The task: Repeat exactly, and only, the lines from the one holding "Outline every instance of the brown horse." through the last line of the records below.

Task inputs:
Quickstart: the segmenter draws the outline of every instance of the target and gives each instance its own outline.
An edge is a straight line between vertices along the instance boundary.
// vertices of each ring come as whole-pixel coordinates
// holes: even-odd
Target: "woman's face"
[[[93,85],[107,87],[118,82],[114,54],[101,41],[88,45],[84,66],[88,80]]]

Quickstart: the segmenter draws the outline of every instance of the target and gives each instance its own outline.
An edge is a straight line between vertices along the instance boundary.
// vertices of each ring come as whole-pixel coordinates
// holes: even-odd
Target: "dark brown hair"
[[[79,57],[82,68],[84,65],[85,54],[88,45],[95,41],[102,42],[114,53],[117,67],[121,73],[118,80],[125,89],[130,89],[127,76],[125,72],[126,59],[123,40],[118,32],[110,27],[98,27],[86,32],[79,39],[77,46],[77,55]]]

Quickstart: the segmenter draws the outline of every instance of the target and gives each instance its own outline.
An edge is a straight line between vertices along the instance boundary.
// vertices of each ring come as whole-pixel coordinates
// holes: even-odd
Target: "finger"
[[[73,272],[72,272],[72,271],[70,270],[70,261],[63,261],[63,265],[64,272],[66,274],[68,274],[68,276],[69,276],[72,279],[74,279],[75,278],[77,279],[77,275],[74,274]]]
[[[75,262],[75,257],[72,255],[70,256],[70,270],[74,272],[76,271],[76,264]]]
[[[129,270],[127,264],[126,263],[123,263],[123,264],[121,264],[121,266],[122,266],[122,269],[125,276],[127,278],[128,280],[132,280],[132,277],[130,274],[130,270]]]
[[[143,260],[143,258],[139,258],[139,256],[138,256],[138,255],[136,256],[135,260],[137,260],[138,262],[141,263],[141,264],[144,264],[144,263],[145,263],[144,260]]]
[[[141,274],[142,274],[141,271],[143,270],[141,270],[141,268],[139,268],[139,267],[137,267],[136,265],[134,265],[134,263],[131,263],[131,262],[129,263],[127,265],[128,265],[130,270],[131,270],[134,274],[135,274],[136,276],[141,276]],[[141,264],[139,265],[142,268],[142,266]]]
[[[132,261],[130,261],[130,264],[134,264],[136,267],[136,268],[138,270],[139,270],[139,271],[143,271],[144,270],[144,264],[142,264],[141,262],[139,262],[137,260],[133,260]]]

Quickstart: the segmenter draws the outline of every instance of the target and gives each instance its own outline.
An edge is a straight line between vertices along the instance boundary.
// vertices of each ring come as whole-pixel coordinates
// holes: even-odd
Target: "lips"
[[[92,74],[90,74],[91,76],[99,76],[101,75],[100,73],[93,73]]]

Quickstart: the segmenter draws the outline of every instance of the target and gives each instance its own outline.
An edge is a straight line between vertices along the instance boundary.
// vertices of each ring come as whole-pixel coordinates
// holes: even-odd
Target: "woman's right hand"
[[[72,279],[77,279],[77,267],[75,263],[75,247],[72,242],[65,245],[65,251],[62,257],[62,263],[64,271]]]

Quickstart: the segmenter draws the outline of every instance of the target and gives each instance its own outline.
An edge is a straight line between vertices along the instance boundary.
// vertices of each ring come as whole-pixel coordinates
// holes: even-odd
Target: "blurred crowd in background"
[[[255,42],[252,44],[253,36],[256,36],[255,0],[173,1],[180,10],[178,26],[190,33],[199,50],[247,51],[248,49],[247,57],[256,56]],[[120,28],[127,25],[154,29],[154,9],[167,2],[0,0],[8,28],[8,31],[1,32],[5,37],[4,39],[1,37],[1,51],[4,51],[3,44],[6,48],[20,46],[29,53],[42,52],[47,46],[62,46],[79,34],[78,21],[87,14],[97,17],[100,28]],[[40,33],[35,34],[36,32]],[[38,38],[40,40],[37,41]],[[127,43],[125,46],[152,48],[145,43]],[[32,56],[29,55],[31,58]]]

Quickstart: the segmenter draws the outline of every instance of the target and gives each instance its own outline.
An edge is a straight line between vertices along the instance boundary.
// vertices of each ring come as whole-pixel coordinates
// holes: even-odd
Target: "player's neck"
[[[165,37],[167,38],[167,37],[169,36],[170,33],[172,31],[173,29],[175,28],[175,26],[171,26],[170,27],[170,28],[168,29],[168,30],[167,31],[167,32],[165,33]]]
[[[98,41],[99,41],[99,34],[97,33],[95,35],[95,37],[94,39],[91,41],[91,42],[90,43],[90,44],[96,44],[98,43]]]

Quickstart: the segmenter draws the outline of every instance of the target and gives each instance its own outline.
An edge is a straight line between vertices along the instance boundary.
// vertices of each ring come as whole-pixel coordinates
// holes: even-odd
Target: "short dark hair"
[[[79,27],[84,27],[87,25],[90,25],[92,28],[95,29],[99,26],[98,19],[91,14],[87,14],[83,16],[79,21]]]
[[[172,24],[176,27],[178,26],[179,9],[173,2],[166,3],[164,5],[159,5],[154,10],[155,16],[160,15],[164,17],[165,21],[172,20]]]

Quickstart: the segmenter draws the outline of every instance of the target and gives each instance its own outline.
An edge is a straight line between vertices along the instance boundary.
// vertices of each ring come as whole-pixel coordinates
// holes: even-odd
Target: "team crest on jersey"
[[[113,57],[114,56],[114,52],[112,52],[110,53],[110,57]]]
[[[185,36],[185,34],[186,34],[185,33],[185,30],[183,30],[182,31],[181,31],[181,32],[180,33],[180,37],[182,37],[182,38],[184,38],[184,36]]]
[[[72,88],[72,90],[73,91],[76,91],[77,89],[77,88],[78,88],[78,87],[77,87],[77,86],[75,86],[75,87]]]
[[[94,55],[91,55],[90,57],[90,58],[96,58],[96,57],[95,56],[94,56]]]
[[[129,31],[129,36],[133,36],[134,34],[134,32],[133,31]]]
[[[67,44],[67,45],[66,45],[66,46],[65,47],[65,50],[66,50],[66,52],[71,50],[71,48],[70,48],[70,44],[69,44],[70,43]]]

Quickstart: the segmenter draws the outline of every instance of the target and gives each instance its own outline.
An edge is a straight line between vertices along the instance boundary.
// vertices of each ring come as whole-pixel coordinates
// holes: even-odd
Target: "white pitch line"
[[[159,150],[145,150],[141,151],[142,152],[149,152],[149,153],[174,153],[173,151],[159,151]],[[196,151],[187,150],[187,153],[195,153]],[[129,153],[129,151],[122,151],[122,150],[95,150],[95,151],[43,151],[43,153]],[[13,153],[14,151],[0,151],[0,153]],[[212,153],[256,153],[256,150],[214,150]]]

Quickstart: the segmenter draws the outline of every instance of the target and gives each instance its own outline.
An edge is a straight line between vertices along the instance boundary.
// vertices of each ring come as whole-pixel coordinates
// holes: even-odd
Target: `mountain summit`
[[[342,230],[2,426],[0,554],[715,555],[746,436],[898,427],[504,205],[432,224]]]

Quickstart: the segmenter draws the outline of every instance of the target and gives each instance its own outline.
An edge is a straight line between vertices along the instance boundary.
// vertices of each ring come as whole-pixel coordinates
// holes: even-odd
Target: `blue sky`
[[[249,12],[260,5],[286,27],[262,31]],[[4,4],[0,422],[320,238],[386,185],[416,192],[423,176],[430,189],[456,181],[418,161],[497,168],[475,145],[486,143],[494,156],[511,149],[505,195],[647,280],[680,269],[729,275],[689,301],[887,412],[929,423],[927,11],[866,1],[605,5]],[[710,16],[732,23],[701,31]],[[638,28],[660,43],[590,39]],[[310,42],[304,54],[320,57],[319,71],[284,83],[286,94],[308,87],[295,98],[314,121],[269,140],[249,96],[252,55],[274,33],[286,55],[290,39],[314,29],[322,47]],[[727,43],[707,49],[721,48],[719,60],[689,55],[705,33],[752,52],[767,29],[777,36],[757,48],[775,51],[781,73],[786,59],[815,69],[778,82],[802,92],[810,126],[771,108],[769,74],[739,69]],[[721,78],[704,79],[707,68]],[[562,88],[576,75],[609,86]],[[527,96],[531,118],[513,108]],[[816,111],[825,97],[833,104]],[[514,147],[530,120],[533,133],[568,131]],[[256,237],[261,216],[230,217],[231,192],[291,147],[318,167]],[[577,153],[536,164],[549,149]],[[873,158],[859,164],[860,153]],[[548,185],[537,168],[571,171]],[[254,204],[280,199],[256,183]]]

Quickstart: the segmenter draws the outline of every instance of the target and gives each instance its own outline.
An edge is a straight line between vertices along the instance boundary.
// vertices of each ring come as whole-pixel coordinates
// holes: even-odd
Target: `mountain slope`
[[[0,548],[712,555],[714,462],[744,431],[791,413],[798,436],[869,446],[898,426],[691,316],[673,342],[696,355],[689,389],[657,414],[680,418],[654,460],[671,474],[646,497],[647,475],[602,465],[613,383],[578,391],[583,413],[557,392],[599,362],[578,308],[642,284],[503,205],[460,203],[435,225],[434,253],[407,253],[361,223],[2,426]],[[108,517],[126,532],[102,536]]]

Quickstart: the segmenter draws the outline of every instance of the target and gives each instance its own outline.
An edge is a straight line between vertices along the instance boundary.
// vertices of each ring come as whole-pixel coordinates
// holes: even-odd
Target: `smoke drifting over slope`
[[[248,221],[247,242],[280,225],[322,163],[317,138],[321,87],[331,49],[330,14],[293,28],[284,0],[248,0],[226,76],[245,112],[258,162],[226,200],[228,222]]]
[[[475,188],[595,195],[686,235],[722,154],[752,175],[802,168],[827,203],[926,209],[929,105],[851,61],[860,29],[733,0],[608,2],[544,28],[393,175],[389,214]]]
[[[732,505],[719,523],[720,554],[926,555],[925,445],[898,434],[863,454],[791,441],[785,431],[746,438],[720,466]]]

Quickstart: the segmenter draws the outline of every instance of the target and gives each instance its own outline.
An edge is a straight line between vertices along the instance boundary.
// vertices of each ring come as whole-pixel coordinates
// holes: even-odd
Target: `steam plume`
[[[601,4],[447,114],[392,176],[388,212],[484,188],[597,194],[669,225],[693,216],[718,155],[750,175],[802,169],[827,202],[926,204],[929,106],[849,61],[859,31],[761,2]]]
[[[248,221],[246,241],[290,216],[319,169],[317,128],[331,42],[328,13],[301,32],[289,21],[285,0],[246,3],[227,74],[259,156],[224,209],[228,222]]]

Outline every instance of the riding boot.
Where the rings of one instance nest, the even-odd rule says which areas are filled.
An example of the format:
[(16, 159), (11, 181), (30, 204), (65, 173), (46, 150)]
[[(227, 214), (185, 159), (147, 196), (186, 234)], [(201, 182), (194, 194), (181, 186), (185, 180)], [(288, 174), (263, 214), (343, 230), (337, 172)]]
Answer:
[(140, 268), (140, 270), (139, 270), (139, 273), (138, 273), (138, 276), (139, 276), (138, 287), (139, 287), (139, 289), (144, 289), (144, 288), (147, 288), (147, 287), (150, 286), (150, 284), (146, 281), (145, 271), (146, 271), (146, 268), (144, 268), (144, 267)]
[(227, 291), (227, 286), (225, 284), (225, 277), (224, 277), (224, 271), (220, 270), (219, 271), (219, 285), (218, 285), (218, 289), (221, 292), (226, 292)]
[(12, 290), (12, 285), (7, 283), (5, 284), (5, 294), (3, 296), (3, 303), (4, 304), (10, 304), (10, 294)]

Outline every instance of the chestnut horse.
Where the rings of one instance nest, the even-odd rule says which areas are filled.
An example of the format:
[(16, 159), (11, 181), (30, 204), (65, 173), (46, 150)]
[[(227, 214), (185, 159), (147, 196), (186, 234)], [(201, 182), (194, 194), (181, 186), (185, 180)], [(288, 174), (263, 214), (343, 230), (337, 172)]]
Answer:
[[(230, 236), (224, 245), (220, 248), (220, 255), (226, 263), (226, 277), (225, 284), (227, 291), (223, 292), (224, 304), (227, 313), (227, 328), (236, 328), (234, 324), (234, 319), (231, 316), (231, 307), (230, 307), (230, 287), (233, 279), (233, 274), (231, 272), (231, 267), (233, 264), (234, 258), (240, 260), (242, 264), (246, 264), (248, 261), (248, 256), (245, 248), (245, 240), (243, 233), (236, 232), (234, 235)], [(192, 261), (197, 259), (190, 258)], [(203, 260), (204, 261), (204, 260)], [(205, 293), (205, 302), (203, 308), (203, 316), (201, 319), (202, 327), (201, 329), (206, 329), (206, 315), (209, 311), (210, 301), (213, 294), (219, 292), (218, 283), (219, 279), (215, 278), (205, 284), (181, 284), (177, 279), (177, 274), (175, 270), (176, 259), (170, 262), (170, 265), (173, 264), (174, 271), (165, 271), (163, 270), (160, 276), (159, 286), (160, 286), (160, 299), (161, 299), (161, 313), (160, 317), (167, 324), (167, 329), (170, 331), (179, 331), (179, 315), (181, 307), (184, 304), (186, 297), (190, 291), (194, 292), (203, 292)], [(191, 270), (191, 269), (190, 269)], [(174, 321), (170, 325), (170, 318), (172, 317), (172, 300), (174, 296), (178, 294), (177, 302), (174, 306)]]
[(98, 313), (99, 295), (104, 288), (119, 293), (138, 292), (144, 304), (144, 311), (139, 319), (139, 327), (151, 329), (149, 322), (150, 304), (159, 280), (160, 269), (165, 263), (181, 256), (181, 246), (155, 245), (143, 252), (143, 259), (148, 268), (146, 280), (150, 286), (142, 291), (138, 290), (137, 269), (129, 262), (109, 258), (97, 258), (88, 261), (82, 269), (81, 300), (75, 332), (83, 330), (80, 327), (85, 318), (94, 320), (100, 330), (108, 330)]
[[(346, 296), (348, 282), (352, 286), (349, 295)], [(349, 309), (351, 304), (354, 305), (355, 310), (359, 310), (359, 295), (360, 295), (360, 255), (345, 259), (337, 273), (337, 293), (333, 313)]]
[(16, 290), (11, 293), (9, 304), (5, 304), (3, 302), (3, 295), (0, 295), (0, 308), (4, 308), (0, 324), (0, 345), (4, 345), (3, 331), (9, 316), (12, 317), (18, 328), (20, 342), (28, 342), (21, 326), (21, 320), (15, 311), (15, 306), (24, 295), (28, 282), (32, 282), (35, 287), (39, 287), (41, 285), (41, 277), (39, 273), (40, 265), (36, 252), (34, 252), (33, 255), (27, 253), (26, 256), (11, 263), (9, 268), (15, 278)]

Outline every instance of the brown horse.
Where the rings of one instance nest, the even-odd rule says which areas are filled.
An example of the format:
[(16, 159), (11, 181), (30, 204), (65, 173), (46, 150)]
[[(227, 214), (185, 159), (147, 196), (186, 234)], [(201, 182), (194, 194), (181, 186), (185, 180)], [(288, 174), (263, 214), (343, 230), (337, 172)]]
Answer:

The output:
Outline every instance of the brown horse.
Where the rings of one instance nest, the even-odd rule says which areas are filled.
An example of the format:
[(16, 159), (11, 181), (30, 204), (65, 173), (46, 150)]
[[(227, 214), (185, 159), (147, 196), (186, 234)], [(201, 182), (194, 194), (181, 186), (185, 180)], [(288, 174), (263, 214), (343, 230), (337, 172)]]
Answer:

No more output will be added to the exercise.